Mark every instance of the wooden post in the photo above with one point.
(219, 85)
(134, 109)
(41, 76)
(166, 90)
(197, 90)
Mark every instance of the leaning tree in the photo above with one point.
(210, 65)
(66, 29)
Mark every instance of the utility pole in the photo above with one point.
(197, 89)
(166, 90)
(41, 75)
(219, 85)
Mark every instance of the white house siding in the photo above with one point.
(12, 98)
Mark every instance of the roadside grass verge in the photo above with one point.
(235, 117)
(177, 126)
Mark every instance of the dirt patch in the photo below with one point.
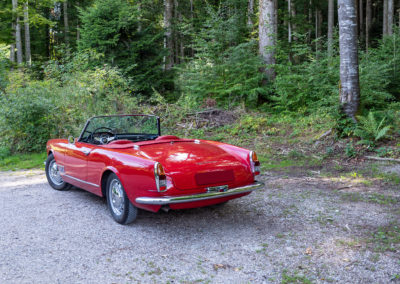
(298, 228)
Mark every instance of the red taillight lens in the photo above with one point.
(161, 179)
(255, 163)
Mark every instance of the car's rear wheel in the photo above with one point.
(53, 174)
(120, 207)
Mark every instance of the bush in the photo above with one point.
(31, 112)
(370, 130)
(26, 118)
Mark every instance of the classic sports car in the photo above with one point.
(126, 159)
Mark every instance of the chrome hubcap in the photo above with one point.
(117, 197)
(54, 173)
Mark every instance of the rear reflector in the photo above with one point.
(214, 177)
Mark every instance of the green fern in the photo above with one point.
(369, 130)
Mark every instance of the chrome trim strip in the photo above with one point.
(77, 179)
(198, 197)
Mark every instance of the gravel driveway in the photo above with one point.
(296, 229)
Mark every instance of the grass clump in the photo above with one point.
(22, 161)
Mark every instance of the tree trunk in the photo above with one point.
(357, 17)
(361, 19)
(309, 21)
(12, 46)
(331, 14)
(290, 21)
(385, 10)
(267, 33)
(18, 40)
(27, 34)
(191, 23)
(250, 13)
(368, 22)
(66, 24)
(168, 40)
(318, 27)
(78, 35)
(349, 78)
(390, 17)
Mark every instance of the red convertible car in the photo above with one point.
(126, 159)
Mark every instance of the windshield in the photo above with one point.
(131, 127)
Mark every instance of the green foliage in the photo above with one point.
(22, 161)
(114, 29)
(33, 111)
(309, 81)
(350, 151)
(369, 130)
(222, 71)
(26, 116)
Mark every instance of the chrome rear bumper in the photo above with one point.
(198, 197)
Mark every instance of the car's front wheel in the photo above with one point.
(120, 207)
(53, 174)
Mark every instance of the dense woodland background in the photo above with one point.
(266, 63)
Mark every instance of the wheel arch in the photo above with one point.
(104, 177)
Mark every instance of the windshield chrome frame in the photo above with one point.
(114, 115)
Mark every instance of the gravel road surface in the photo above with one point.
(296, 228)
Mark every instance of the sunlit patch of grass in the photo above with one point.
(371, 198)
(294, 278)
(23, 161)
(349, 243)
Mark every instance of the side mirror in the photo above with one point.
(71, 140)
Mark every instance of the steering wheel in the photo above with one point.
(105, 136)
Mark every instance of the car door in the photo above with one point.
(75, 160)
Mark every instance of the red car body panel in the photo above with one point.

· · · · · · ·

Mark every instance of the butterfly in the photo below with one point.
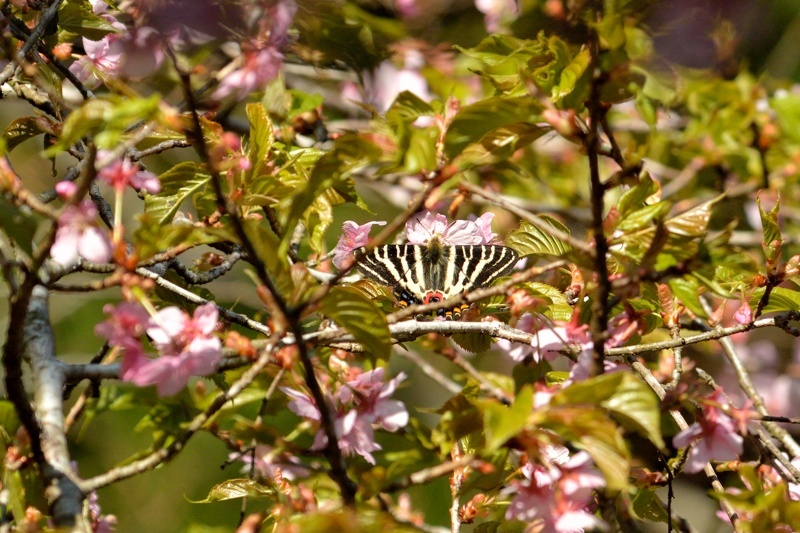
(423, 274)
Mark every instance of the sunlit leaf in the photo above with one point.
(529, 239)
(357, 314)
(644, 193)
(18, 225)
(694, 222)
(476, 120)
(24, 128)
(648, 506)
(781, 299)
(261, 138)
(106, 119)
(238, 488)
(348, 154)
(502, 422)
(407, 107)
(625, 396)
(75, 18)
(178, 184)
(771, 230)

· · · · · · ·

(GIVEN TASK): From the records, copy out each line that contains the word "gravel".

(ANSWER FOR THIS EXERCISE):
Mark every instance of the gravel driveway in the photo above with one point.
Mark every instance of the gravel road surface in the photo above with one point.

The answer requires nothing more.